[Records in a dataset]

------------------------------------------------------------

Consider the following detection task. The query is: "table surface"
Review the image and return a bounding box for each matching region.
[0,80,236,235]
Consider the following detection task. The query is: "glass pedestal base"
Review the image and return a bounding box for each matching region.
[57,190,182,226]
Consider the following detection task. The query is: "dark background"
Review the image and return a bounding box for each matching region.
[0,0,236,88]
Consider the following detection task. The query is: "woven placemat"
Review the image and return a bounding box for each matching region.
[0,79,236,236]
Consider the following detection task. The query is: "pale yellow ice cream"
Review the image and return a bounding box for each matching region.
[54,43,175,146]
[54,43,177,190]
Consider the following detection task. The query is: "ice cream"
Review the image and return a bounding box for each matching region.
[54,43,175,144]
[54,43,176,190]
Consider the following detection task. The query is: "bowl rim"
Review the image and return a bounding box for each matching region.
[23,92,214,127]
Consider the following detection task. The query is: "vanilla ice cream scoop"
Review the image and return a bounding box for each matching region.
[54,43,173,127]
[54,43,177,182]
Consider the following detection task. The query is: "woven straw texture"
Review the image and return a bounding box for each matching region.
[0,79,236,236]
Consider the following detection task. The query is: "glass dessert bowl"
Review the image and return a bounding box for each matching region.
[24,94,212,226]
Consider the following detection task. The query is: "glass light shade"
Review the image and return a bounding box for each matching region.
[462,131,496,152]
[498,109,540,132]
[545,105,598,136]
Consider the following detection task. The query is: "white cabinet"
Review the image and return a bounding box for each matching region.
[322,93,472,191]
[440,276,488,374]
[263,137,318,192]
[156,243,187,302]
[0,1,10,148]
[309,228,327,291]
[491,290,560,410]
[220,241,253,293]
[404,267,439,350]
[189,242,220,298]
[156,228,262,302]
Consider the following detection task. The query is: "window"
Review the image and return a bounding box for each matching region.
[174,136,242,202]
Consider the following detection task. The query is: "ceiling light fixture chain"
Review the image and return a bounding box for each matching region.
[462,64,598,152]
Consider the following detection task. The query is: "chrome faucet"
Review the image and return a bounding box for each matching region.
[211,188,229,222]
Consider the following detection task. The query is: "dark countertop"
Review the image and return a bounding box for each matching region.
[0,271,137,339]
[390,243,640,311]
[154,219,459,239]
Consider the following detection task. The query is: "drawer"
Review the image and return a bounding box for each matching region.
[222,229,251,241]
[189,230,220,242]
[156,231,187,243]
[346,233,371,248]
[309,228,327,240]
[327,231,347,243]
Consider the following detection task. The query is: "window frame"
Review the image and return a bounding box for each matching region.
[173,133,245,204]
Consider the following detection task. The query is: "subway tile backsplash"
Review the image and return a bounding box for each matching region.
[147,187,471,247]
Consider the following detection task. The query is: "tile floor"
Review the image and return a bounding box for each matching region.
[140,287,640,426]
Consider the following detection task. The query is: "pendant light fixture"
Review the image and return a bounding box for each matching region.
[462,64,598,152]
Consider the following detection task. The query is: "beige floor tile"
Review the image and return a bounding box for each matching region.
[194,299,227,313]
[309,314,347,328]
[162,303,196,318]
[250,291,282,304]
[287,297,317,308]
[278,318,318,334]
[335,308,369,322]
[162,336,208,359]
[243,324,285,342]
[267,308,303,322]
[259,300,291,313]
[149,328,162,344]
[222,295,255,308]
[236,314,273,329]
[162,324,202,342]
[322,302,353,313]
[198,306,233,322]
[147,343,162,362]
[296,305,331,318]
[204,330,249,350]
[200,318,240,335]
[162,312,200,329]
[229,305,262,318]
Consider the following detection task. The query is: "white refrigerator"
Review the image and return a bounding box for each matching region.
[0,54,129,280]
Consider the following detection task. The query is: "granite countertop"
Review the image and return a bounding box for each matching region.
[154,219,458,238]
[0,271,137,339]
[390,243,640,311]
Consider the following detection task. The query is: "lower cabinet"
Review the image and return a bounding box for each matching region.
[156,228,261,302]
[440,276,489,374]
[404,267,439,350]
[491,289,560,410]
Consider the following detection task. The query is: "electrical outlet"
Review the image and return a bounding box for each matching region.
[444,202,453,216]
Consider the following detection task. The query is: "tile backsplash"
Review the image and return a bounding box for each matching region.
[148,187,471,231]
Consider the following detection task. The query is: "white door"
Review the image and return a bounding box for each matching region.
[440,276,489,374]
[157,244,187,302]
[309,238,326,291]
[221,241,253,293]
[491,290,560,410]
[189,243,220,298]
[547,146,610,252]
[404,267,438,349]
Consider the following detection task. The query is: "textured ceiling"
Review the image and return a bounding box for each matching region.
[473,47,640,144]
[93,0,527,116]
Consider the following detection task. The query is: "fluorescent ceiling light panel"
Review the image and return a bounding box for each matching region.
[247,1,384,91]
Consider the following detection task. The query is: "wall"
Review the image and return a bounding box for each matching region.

------------------------------------------------------------

What you will do :: How many lines in the data above contain the string "tile"? Reply with the number alone.

Correct response :: 4